- Given exercise -
Filter the listing below by the word "jacket" and copy each line that contains it. Treat uppercase and lowercase as different.

Collected data entries
— BEGIN —
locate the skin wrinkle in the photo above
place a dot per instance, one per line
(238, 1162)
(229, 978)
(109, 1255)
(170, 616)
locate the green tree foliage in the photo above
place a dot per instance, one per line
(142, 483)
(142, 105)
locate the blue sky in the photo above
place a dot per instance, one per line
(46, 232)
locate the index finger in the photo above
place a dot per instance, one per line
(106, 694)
— END —
— BEGIN —
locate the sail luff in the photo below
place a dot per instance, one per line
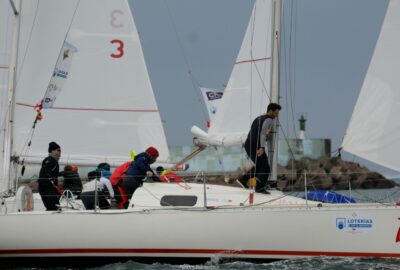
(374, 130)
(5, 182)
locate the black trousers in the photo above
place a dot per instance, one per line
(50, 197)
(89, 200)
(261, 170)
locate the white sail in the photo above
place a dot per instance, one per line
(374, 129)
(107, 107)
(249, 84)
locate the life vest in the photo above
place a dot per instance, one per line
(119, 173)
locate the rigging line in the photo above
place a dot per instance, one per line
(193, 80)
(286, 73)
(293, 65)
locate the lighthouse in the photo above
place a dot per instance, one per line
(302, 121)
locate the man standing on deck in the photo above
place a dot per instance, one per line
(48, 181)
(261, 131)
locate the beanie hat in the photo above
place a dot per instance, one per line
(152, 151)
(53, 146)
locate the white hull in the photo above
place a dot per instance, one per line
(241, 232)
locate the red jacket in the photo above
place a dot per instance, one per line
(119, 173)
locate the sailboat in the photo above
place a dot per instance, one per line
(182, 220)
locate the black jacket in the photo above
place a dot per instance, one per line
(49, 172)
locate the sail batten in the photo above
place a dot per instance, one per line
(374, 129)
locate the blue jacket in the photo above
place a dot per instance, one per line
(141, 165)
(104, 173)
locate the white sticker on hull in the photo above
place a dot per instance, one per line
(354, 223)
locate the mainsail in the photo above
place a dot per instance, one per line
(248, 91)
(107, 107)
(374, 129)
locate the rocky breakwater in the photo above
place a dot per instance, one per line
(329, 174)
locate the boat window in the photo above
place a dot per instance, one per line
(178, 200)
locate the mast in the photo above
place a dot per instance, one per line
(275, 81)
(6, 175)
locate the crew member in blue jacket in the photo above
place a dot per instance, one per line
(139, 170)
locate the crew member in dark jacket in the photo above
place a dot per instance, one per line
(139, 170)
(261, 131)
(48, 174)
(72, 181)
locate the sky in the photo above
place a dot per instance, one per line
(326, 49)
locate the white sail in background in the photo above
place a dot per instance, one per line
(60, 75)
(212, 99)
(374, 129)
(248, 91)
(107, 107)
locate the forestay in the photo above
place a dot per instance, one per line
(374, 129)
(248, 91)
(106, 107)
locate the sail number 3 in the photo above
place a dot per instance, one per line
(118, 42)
— END —
- Solution -
locate the red jacket in the photo above
locate the black jacket in the photo above
locate the blue jacket in the photo above
locate the crew member in blue jacket in the photo above
locate the crew member in dark jacket in the photo above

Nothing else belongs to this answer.